EXERCISE OBJECTIVE:
Quote each of the records below word for word, keeping every line as it stands.

/---

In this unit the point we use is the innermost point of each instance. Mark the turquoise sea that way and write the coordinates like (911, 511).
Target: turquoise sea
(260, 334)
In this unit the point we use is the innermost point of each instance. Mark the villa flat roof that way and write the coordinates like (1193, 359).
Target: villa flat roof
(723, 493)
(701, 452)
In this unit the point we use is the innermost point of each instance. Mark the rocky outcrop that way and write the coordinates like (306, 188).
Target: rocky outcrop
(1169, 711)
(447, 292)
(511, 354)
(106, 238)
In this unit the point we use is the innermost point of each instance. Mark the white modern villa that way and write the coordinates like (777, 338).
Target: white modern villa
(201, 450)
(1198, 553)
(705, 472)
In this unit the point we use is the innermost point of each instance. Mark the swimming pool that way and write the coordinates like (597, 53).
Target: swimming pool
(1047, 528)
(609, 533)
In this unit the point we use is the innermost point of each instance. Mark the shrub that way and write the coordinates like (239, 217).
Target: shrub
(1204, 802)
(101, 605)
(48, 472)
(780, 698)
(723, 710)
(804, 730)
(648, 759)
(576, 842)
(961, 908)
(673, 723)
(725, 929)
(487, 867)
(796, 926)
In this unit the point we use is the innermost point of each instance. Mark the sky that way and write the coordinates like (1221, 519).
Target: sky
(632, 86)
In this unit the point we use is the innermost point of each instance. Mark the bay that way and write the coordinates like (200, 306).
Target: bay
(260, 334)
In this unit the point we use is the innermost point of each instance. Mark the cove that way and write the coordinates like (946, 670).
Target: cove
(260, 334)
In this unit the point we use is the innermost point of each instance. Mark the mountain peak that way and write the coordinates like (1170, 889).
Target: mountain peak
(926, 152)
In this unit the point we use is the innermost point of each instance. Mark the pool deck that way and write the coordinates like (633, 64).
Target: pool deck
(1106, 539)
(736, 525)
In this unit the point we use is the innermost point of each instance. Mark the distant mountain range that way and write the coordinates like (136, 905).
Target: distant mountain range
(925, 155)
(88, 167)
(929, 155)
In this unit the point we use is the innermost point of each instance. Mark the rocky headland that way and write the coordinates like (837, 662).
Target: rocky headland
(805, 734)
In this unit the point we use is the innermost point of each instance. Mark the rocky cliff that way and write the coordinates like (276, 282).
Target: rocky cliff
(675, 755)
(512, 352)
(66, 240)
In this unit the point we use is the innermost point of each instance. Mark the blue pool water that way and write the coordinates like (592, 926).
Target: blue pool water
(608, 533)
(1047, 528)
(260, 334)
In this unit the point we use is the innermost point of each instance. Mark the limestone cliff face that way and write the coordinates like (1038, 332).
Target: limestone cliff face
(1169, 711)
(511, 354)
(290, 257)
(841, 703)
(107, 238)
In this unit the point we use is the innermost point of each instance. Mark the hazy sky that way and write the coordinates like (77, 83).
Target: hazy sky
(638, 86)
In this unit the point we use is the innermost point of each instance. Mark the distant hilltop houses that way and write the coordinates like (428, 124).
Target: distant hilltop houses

\---

RESPONSE BELOW:
In this unit the point we use is the innermost point of each instance. Mark the turquoise sea that way and write the coordinates like (911, 511).
Target: turquoise sea
(260, 334)
In this unit the point we use is the innermost point of each instance. Mark the villa flat roof that way and write the coordinates like (1193, 359).
Target: villa flat roof
(723, 493)
(701, 452)
In this unit the point we use is the innermost point of each instance. Mark the rocky outcrop that way and write the coordinates like (306, 188).
Target: rocky outcrop
(1169, 711)
(447, 292)
(511, 354)
(106, 238)
In this unit the point we use is the innermost point of each instance. Mark the white modern villa that way and write the coordinates like (777, 338).
Target: white modern villa
(201, 450)
(1198, 553)
(705, 472)
In this unit the point we use is the innermost point of each instance. Mark the swimming pool that way and write the coordinates like (597, 53).
Target: swimming pool
(1047, 528)
(609, 533)
In this unit the point we use is the innermost point of each instance. Mark the shrub that way and write the coordinates like (239, 217).
Target: shrub
(1204, 802)
(101, 605)
(48, 472)
(780, 698)
(723, 710)
(804, 730)
(648, 759)
(576, 842)
(961, 908)
(673, 723)
(725, 929)
(487, 867)
(796, 926)
In this unit the point we use is the innermost point of each instance. Mark the sky that way and write the coordinates like (1221, 519).
Target: sky
(632, 86)
In this unit the point we use is the innermost point of each instance. Mark the bay that way and write the coordinates like (200, 306).
Target: bay
(260, 334)
In this unit the point we use is the innermost point of each instance. Mark the cove that way and write the coordinates like (946, 670).
Target: cove
(260, 334)
In this unit the point we use is the innermost point of each instance. Mark the mountain peak that way and write the coordinates like (1170, 889).
Target: mountain peak
(926, 152)
In this unit the point we use is the innermost point of each instance. Mark the pool deck that way and write the coordinates like (633, 64).
Target: pool deck
(1106, 539)
(736, 525)
In this unit the point we use is the innermost point of each instance. Mark the distant mountain range that way and write the coordinates like (136, 905).
Target: distant mountain range
(925, 155)
(88, 167)
(929, 155)
In this unit the point we use is the innermost point of each instance. Mark the rocky headland that way and write the coordinates like (837, 662).
Target: rocky headland
(805, 734)
In this unit the point we use is the innermost point of each instance. Mark the rocky cliff that way and write the coordinates like (276, 282).
Target: rocky cliff
(675, 755)
(512, 352)
(66, 240)
In this unit the point we use is the innermost point of each instance. Mark the blue pool water that way and write the coordinates like (592, 926).
Target: blue pool water
(608, 533)
(1047, 528)
(260, 334)
In this unit the point we use is the innermost point of each instance. Mark the limestone cliff face that way and write the coordinates like (1038, 332).
Target: limestone cliff face
(1169, 711)
(511, 354)
(290, 257)
(841, 703)
(107, 238)
In this unit the point we use is the innermost point of each instance. Mark the hazy sky that way and write the coordinates like (77, 83).
Target: hazy sky
(638, 86)
In this unit the point we use is the innermost point of each instance. Mark the distant hilltop houses that way and write the coordinates like (428, 124).
Target: distant hilltop houses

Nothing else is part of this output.